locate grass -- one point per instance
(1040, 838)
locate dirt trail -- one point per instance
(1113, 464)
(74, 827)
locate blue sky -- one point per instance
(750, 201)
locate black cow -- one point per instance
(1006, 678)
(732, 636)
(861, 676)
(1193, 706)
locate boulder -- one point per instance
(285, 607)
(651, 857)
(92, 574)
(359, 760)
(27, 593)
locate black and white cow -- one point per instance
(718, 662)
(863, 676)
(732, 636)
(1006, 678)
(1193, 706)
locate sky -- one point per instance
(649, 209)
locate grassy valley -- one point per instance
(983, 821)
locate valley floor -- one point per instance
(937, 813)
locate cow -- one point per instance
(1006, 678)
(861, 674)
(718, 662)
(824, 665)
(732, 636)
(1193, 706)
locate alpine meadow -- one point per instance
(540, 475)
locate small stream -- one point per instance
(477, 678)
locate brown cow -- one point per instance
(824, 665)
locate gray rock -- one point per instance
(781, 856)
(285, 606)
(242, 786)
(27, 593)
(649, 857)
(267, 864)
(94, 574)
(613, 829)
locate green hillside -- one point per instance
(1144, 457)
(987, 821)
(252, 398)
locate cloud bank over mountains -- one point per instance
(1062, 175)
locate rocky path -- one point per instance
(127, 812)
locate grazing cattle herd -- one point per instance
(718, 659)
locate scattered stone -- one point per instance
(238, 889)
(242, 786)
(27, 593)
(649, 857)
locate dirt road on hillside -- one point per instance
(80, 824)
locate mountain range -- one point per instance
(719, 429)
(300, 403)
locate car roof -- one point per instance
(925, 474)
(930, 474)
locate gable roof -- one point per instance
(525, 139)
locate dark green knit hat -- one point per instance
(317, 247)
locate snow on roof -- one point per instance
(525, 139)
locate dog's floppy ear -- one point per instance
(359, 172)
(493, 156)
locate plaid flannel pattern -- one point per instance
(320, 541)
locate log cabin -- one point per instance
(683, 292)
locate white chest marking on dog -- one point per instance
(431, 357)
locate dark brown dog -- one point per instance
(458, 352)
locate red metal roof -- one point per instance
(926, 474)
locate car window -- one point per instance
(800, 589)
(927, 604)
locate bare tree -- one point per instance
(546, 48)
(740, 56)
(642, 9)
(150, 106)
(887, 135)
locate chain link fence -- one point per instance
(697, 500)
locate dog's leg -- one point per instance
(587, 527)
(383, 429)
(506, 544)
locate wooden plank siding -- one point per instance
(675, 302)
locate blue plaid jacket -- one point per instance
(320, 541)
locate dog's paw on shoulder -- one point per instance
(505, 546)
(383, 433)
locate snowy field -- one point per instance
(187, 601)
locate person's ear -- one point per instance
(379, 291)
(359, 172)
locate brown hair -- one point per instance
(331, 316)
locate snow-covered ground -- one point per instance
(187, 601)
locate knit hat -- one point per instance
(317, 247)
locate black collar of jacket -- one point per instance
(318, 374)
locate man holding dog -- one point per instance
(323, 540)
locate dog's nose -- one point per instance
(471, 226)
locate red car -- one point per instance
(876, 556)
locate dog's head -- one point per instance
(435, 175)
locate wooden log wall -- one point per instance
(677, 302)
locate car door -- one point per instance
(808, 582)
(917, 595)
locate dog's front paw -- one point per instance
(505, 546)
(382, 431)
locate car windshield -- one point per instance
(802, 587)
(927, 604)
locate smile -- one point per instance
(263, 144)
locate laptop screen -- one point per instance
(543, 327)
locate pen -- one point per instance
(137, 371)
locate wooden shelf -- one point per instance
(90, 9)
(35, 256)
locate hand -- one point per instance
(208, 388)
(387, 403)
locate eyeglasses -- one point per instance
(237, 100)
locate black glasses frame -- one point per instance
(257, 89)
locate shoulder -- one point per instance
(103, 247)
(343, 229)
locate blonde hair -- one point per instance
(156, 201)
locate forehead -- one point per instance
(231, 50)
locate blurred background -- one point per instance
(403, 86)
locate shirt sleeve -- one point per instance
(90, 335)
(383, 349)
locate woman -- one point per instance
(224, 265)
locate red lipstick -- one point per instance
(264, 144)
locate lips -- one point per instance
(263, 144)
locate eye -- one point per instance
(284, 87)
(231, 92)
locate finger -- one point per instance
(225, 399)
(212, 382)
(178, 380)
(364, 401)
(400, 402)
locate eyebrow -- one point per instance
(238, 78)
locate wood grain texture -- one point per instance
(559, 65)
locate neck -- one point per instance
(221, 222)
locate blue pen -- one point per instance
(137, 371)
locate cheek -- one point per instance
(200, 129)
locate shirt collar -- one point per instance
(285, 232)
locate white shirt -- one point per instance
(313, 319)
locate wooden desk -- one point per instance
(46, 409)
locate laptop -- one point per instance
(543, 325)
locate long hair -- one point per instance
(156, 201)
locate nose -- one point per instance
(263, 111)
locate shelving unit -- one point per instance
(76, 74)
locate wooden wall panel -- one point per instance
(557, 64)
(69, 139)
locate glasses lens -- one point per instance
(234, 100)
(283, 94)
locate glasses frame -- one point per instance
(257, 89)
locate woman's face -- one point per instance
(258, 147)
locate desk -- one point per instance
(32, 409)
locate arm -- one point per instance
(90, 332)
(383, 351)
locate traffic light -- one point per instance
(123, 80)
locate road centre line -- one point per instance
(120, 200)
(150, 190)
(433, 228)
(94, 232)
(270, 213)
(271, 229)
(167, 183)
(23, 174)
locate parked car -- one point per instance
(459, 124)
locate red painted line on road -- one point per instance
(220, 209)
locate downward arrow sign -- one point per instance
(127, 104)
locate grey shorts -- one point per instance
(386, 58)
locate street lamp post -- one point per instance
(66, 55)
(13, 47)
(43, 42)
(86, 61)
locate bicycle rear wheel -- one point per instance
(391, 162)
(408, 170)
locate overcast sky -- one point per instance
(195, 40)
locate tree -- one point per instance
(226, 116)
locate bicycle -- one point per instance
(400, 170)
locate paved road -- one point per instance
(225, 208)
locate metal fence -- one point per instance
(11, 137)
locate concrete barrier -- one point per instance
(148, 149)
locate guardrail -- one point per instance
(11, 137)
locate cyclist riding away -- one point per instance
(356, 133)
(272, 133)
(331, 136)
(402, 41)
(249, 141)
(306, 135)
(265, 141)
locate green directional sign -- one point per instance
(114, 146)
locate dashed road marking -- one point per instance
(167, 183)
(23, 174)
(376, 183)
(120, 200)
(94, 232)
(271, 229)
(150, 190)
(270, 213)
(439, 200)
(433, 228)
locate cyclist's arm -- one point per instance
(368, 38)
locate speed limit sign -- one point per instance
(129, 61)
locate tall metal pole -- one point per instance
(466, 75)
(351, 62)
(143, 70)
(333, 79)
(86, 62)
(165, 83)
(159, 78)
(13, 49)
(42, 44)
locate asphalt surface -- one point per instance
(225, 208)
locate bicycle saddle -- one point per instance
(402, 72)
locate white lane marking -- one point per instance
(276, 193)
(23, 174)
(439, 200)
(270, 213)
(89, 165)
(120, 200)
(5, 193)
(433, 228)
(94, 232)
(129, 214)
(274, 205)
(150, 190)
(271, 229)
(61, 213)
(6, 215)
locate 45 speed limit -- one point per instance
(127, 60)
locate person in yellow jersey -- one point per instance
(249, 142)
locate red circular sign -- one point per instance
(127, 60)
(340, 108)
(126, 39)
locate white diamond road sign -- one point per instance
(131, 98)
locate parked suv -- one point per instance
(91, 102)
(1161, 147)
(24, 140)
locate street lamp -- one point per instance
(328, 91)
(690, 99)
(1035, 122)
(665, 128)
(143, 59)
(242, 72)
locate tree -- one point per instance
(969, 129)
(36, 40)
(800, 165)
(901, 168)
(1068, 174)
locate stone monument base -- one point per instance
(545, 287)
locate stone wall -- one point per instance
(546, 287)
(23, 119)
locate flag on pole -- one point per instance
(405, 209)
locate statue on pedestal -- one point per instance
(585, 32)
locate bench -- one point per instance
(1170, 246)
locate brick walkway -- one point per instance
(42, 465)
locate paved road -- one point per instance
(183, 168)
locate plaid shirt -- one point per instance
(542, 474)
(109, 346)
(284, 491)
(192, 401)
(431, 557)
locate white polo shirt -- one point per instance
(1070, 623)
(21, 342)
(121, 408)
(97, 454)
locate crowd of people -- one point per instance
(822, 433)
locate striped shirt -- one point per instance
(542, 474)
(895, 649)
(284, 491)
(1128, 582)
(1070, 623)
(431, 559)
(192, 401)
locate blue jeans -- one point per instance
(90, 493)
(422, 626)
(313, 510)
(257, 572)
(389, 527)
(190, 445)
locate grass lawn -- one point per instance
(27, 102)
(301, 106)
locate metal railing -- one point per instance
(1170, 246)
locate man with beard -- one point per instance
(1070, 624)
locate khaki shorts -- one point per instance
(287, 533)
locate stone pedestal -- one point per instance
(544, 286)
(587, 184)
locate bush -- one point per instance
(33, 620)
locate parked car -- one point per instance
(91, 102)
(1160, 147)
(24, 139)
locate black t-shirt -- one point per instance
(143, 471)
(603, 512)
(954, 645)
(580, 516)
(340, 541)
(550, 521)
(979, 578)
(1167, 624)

### What is being asked
An exact, line-for-line copy is required: from the line containing "locate man with" through the final line of the listing above, both included, with nothing else.

### Response for this exercise
locate man with beard -- one point per instance
(1070, 624)
locate khaki shorts -- one point per instance
(287, 533)
locate stone pedestal -- one point per instance
(544, 286)
(587, 184)
locate bush -- one point per instance
(33, 620)
locate parked car -- one point per instance
(91, 102)
(1160, 147)
(24, 139)
locate black t-shirt -- one point per instance
(143, 471)
(603, 512)
(954, 645)
(580, 516)
(340, 541)
(550, 521)
(979, 578)
(1167, 624)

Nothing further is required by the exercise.